● **Problem requirements**: Word for word, restate every entry shown below.

● **Records provided**:
━━━━━━━━━━━━━━━━
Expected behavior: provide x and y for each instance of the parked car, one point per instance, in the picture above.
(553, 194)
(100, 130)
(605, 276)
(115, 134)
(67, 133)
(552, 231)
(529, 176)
━━━━━━━━━━━━━━━━
● **Completed task**:
Expected behavior: provide x and y for each instance of the parked car, one point per instance, in the picture above.
(553, 194)
(100, 130)
(605, 276)
(115, 134)
(67, 133)
(552, 231)
(529, 176)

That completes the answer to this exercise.